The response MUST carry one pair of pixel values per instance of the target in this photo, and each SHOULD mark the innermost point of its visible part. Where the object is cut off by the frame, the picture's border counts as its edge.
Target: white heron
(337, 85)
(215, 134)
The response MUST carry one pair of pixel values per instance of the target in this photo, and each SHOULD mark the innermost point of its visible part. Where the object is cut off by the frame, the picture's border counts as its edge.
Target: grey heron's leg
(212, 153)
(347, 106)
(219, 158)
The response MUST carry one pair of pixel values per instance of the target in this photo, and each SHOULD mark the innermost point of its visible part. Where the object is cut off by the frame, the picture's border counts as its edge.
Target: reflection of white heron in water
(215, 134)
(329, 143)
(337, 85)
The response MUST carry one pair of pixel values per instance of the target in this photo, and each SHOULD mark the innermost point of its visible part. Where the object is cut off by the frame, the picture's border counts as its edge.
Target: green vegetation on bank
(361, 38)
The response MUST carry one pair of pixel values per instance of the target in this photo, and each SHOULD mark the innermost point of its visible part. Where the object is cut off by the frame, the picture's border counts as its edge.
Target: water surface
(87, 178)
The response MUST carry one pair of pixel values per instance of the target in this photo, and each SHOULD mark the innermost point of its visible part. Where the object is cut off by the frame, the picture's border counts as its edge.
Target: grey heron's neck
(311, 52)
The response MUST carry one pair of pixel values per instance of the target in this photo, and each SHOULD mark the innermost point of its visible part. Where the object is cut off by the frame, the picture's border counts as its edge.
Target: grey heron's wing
****************
INSTRUCCIONES: Filtre el material anterior y copie cada línea que contenga la palabra "water". Tenga en cuenta la distinción entre mayúsculas y minúsculas.

RESULTADO FINAL:
Target: reflection of white heron in water
Target: water surface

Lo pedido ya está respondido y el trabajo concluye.